Record excerpts =
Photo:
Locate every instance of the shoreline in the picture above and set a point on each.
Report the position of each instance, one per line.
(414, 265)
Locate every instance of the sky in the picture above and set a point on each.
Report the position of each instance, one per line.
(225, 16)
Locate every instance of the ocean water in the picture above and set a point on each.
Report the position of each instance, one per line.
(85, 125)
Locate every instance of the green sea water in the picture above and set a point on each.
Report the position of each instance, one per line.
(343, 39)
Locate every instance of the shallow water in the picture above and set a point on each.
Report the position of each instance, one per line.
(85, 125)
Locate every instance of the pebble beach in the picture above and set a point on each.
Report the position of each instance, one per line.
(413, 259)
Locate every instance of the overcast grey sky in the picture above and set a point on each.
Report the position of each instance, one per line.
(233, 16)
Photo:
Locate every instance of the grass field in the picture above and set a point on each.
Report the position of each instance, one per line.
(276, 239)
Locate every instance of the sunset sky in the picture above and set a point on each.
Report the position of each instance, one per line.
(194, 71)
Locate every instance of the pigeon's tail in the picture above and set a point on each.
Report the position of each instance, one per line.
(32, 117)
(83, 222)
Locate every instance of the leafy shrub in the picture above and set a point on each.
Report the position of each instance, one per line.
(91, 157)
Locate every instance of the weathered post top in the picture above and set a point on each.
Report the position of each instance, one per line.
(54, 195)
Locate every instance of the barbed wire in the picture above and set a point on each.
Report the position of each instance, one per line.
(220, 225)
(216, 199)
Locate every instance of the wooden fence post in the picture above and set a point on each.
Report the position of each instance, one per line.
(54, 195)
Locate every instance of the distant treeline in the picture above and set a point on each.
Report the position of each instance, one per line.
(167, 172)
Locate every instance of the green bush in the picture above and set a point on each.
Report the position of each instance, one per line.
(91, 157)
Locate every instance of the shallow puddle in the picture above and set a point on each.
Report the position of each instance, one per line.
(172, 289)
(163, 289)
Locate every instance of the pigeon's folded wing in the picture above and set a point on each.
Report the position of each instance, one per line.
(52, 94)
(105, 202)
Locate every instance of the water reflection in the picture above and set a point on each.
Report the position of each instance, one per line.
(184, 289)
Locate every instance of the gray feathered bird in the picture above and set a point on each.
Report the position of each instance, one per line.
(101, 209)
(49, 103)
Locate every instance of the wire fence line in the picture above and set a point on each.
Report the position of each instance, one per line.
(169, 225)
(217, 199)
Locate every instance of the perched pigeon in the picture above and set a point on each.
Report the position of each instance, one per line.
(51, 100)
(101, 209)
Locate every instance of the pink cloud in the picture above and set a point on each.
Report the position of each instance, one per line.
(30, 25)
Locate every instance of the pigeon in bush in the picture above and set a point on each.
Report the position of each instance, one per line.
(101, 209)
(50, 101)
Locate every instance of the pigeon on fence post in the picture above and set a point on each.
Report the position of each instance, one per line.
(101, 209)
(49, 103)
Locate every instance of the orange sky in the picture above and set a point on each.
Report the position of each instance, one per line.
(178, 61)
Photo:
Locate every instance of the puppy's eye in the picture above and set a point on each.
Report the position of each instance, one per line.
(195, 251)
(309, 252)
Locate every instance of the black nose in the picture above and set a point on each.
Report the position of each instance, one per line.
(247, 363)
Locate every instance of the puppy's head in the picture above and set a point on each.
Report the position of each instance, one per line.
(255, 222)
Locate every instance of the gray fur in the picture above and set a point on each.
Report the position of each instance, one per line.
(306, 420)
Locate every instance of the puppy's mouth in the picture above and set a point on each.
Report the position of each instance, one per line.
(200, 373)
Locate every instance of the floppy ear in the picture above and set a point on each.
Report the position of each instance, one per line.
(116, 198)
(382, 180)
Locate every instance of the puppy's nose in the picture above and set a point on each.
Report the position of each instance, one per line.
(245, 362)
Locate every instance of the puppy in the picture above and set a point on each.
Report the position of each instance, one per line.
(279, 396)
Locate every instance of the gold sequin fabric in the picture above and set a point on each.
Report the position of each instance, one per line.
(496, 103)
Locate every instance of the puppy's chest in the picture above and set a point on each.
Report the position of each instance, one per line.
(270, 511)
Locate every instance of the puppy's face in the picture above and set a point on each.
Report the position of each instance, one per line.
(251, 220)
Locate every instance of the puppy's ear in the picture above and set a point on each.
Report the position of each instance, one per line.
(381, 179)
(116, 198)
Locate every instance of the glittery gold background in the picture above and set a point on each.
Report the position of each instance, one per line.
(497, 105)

Objective =
Can you add 107 to each coordinate in the point answers and give every line again, requests included, from the line holding "Locate every instance of the puppy's ear" through the end of the rows, both ends inclusive?

Answer to the exercise =
Locate every instance of the puppy's ear in the picture above and set a point on each.
Report the position of each instance, one per line.
(488, 286)
(223, 305)
Locate every instance of the glittery gold background in the picture above and set a point on each.
Report the position of each instance, one per line.
(604, 212)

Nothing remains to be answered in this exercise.